SOURCE MATERIAL >>

********************

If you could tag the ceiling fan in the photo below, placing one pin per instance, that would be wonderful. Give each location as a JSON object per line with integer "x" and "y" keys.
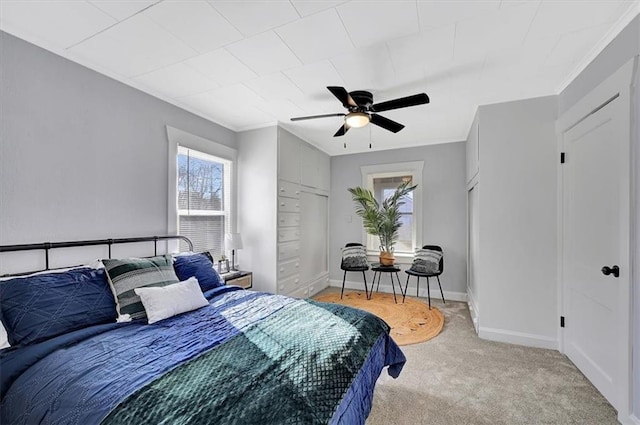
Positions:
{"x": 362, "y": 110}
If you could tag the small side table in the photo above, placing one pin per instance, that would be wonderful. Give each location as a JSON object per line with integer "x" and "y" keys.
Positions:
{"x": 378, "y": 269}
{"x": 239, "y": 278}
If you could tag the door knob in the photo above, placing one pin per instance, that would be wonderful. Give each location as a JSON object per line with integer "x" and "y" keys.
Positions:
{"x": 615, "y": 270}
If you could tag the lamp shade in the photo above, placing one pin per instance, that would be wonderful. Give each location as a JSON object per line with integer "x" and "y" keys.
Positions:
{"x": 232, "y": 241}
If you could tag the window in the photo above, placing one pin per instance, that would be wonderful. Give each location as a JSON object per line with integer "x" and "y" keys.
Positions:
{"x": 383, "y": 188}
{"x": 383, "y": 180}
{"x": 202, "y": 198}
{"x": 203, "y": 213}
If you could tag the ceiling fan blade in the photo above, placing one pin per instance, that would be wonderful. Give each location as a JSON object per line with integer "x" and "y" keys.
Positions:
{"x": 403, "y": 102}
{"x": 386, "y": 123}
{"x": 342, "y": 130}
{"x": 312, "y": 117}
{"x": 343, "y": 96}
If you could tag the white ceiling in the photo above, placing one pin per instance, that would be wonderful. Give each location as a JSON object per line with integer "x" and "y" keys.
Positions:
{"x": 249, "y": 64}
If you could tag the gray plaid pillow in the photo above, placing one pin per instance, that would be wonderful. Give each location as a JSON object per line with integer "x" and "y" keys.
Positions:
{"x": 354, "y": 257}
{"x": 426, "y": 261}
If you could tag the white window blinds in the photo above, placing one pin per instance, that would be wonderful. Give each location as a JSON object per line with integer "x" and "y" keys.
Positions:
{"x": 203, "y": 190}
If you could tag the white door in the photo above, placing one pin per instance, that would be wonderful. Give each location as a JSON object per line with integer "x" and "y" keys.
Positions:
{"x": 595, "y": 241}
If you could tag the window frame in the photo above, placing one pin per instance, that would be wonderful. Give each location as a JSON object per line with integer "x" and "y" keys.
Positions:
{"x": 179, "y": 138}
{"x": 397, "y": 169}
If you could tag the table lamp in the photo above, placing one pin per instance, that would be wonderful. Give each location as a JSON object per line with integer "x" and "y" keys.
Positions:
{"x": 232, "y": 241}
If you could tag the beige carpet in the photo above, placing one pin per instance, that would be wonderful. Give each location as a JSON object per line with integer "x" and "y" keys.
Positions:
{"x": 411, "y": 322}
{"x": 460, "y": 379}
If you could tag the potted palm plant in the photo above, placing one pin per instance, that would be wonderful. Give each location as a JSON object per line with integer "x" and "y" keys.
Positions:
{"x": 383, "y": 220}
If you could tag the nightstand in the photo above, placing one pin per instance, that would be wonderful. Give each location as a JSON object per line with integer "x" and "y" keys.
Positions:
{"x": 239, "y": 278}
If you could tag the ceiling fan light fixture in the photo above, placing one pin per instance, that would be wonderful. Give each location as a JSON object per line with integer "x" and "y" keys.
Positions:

********************

GIVEN REQUEST >> Copy the data exactly. Any picture it contains is to be omitted.

CORRECT OUTPUT >>
If you could tag the ceiling fan in the photo below, placing one pin per instance, that would be wonderful. Give each location as a JSON object per line with integer "x" and "y" keys.
Positions:
{"x": 362, "y": 110}
If you could tag the small side table in the photo above, placing one pin per instance, that would be wonderful. Give each location as a JSON object per line with integer "x" and "y" keys.
Positions:
{"x": 378, "y": 269}
{"x": 239, "y": 278}
If you could tag the door knob in the photo above, placing one pin per instance, that would be wonderful. Give each location as a JSON object per line with integer "x" and "y" keys.
Positions:
{"x": 615, "y": 270}
If you could tag the lamp shade in the photo above, placing one pin per instance, that would be wonderful. Give each location as a JSON object per line with integer "x" and "y" keys.
Positions:
{"x": 232, "y": 241}
If you could tag the window in the photo above, placing one pin per instance, that would be wonderful. Give each location as a JSON object per line with integer "x" and "y" keys.
Positions:
{"x": 383, "y": 188}
{"x": 383, "y": 180}
{"x": 202, "y": 198}
{"x": 203, "y": 213}
If you could tag the ceiling fan blade in the photo above, placing one pin per instance, that would be wonderful. Give each location as a JSON object per line with integer "x" and "y" keys.
Positions:
{"x": 403, "y": 102}
{"x": 386, "y": 123}
{"x": 342, "y": 130}
{"x": 312, "y": 117}
{"x": 343, "y": 96}
If you could tag the white ceiling in the photo above, placing one pin per instance, that would be wonderful. Give each location as a JSON object per line with integer "x" and "y" keys.
Positions:
{"x": 249, "y": 64}
If you could tag the gray plaid pillow in the photo above, placing one pin per instance, that would be wonderful. Give each location as a JSON object per line with integer "x" and "y" keys.
Positions:
{"x": 354, "y": 257}
{"x": 426, "y": 261}
If you could tag the white window blinds in the photo above, placing one pin per instance, that would be wonderful. Give each location as a JSON object per line with integer "x" and "y" keys.
Positions:
{"x": 203, "y": 190}
If you could tag the white door in the photo above, placing one pin per instance, that would be wonderful. Give each location as a JSON object per line with integer "x" and "y" keys.
Positions:
{"x": 595, "y": 241}
If you could tag the window frame in the photo above, placing one pin per instance, that would be wonderful. Give each location as a JSON object per line with integer "x" and "y" keys.
Positions:
{"x": 179, "y": 138}
{"x": 397, "y": 169}
If you could tag the table lamp in the photo above, placing one pin per instance, that would be wonderful. Give each location as a JSON object per line with integer "x" and "y" keys.
Positions:
{"x": 232, "y": 241}
If you could tag the beige carpet in the photo above, placing one pin per instance, that would be wonderful. Give each location as a JSON object per line with integer "x" and "y" keys.
Positions:
{"x": 411, "y": 322}
{"x": 460, "y": 379}
If you could tag the potted palm plant in the photo above, placing one pin per instance, that would be wonderful. Give each location as a JSON object per line with integer "x" and "y" keys.
Positions:
{"x": 383, "y": 220}
If you could tag the nightstand in the photo above, placing one pin per instance, that would be wonderful. Give each location as a JSON object per line with integer "x" and "y" keys.
Positions:
{"x": 239, "y": 278}
If you could tag the ceiling fan light fixture in the photo above, placing one pin per instance, that would be wonderful. Give each location as a JSON object per line with integer "x" and "y" keys.
Positions:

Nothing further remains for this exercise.